Objectives:
a - In the forum thread on HTTP Basic Authentication, what error does the original code fail with?
b - Reproduce the part of the forum thread that opens with the words "# If we knew" and closes with "handler = urllib.request.HTTPBasicAuthHandler(password_mgr)", substituting "base_url" for every occurrence of "top_level_url".

══ Excerpt provided

Search code examples
http-headersurllibpython-3.6

HTTP Basic Authentication not working with Python 3


I am trying to access an intranet site with HTTP Basic Authentication enabled.

Here's the code I'm using:

from bs4 import BeautifulSoup
import urllib.request, base64, urllib.error

request = urllib.request.Request(url)
string = '%s:%s' % ('username','password')

base64string = base64.standard_b64encode(string.encode('utf-8'))

request.add_header("Authorization", "Basic %s" % base64string)
try:
    u = urllib.request.urlopen(request)
except urllib.error.HTTPError as e:
    print(e)
    print(e.headers)

soup = BeautifulSoup(u.read(), 'html.parser')

print(soup.prettify())

But it doesn't work and fails with 401 Authorization required. I can't figure out why it's not working.


Solution

  • The solution given here works without any modifications.

    from bs4 import BeautifulSoup
    import urllib.request
    
    # create a password manager
    password_mgr = urllib.request.HTTPPasswordMgrWithDefaultRealm()
    
    # Add the username and password.
    # If we knew the realm, we could use it instead of None.
    top_level_url = "http://example.com/foo/"
    password_mgr.add_password(None, top_level_url, username, password)
    
    handler = urllib.request.HTTPBasicAuthHandler(password_mgr)
    
    # create "opener" (OpenerDirector instance)
    opener = urllib.request.build_opener(handler)
    
    # use the opener to fetch a URL
    u = opener.open(url)
    
    soup = BeautifulSoup(u.read(), 'html.parser')
    

    The previous code works as well. You just have to decode the utf-8 encoded string otherwise the header contains a byte-sequence.

    from bs4 import BeautifulSoup
    import urllib.request, base64, urllib.error
    
    request = urllib.request.Request(url)
    string = '%s:%s' % ('username','password')
    
    base64string = base64.standard_b64encode(string.encode('utf-8'))
    
    request.add_header("Authorization", "Basic %s" % base64string.decode('utf-8'))
    try:
        u = urllib.request.urlopen(request)
    except urllib.error.HTTPError as e:
        print(e)
        print(e.headers)
    
    soup = BeautifulSoup(u.read(), 'html.parser')
    
    print(soup.prettify())

════
══ Information provided

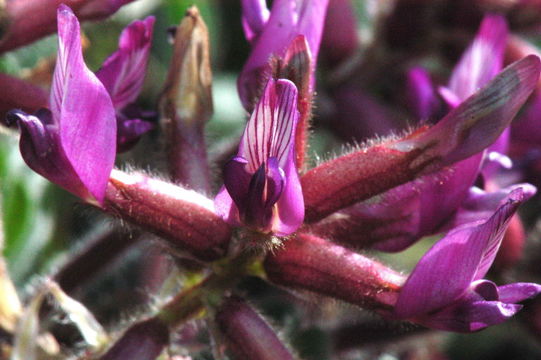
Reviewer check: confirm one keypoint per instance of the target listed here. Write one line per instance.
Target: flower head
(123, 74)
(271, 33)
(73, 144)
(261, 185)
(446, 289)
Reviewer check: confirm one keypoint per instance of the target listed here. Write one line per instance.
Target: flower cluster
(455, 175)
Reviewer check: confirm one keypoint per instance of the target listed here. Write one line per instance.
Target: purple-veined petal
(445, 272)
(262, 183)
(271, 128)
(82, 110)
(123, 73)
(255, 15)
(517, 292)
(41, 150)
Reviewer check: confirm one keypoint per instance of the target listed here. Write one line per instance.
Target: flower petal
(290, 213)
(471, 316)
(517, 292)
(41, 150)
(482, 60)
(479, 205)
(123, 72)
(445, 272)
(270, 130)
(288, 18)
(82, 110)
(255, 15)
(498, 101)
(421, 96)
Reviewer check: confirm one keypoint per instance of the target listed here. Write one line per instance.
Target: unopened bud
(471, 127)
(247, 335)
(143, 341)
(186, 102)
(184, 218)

════
══ Information provided

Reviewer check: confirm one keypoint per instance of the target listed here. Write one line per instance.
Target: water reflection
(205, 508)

════

Written responses:
a - 401 Authorization required

b -
# If we knew the realm, we could use it instead of None.
    base_url = "http://example.com/foo/"
    password_mgr.add_password(None, base_url, username, password)
    
    handler = urllib.request.HTTPBasicAuthHandler(password_mgr)